## MATERIALS PROVIDED

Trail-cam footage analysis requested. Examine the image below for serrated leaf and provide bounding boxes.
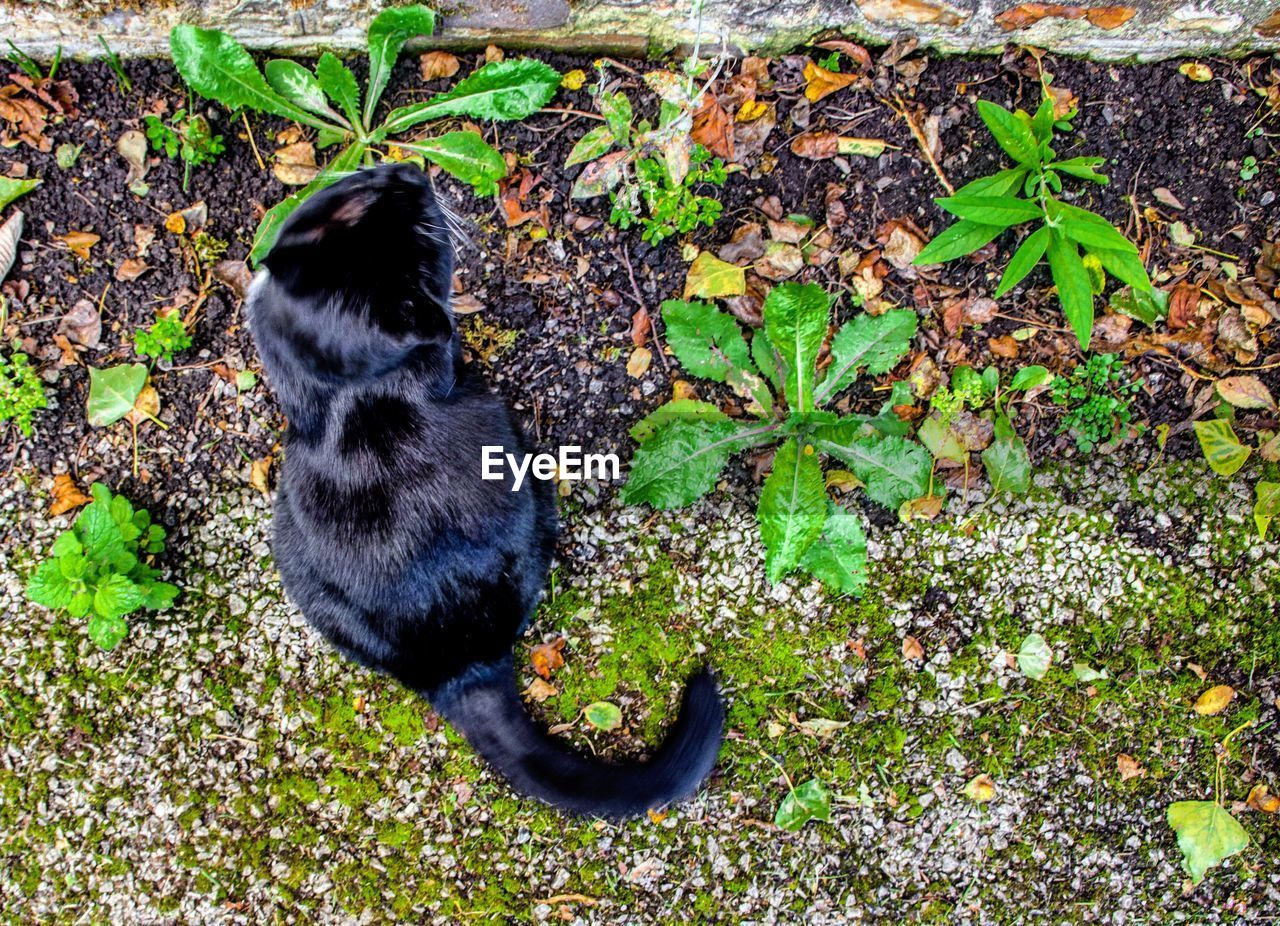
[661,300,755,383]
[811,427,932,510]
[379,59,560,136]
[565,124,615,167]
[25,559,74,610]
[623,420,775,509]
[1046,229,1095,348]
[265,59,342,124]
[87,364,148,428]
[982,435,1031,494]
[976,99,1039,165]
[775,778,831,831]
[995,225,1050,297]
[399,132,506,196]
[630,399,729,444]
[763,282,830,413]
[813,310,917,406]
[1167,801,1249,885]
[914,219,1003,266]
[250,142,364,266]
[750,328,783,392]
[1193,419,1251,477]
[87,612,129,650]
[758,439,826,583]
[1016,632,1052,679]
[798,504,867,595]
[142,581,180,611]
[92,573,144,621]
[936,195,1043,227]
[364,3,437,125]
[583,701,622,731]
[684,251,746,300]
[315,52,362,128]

## WHAT IS BEING ASKED
Write out all of the data above exactly, pictures excluded.

## ANSWER BOX
Trail-cam footage analysis requested. Examine the image below for serrated leaf and provide bounding boxes.
[661,300,755,383]
[811,427,932,510]
[379,59,560,136]
[565,124,615,167]
[25,559,74,610]
[623,420,775,509]
[1046,229,1095,348]
[265,59,342,124]
[87,364,148,428]
[982,435,1031,494]
[976,99,1039,165]
[775,778,831,831]
[995,225,1050,297]
[399,132,506,196]
[630,399,729,444]
[763,282,830,413]
[813,310,917,406]
[1167,801,1249,885]
[914,219,1003,266]
[250,142,364,266]
[750,328,783,392]
[1193,419,1251,477]
[87,612,129,650]
[758,439,826,583]
[1016,632,1052,679]
[798,504,867,595]
[142,581,180,611]
[92,573,144,621]
[936,195,1043,227]
[364,3,437,125]
[583,701,622,731]
[684,251,746,300]
[315,52,362,128]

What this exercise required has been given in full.